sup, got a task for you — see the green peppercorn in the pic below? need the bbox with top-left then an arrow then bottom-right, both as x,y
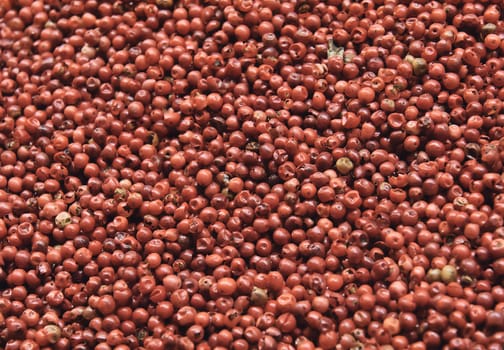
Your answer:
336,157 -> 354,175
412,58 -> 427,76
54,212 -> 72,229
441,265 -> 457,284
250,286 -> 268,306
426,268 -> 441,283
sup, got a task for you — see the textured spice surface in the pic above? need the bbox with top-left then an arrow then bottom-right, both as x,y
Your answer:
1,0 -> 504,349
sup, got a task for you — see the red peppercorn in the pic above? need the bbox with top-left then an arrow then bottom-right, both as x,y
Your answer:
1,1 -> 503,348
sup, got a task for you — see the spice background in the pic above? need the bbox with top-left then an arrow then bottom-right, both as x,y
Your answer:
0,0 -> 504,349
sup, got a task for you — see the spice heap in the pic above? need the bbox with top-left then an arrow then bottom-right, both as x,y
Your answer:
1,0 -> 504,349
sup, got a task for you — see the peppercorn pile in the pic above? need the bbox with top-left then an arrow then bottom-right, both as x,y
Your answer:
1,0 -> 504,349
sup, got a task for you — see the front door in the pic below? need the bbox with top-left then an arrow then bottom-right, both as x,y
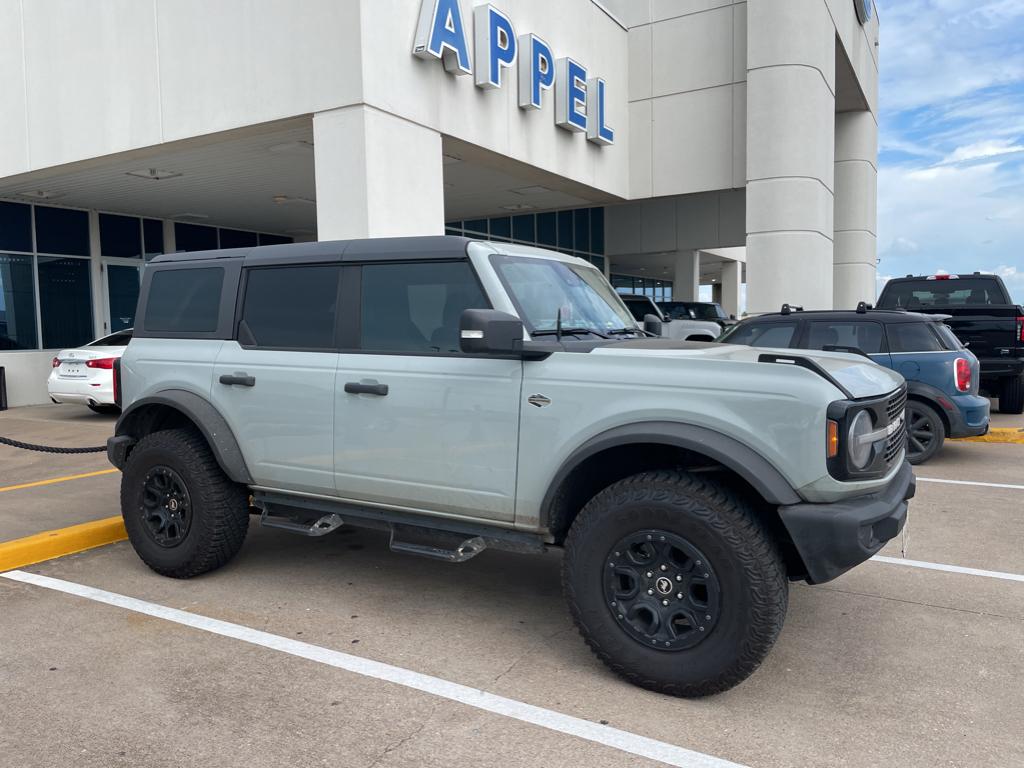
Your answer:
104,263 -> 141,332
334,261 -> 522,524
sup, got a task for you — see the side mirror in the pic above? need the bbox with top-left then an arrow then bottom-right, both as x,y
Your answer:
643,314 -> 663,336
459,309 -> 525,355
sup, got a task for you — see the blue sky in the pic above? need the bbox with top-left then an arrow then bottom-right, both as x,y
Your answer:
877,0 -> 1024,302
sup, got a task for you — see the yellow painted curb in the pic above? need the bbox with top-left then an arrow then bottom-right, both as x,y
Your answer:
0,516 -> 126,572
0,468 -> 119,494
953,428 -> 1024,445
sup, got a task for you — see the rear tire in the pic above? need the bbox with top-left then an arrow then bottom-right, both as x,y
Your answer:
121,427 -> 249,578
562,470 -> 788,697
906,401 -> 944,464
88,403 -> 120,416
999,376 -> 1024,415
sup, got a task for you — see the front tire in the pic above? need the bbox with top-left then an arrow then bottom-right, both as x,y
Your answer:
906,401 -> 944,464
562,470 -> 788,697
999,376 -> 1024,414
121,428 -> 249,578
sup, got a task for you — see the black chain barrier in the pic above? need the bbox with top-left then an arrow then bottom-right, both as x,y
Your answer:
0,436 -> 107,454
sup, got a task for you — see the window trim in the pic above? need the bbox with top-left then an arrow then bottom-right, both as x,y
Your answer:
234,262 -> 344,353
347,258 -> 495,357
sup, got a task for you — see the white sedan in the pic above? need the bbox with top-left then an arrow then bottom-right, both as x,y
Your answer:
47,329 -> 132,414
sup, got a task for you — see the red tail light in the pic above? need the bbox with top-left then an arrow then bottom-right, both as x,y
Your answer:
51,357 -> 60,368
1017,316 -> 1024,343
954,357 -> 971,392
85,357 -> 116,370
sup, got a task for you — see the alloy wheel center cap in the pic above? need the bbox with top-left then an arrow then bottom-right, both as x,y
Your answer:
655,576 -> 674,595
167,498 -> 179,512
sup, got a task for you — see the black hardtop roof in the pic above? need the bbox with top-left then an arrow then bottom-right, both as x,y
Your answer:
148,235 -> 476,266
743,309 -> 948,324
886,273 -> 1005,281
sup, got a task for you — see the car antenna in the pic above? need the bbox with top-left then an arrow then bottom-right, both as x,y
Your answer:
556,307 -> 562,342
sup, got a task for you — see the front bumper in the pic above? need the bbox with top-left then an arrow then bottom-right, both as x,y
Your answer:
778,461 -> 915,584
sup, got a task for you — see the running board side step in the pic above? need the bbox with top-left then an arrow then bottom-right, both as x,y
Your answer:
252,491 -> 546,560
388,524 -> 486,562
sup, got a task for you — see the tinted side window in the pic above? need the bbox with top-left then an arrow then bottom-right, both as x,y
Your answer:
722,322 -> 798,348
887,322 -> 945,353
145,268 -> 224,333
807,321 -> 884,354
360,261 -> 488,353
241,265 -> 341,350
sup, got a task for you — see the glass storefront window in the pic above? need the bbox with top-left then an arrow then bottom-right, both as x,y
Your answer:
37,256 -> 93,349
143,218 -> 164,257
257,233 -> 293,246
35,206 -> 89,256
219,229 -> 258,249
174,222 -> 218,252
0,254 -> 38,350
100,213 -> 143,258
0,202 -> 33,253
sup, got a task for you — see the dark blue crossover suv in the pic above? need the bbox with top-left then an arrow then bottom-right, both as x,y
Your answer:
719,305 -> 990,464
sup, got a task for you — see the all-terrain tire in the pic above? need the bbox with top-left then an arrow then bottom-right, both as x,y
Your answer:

────────────────────

Problem requirements: Report each line of the material in which the string "blue" occurs.

Solution to this exercise:
sup, got a task for you — see the blue sky in the pic above? need the bbox with top-left then an arrow then bottom-right, both as x,y
sup, got a task for you — see the dark blue crossover suv in the pic above? need the bbox with top-left then an arrow then bottom-right, both as x,y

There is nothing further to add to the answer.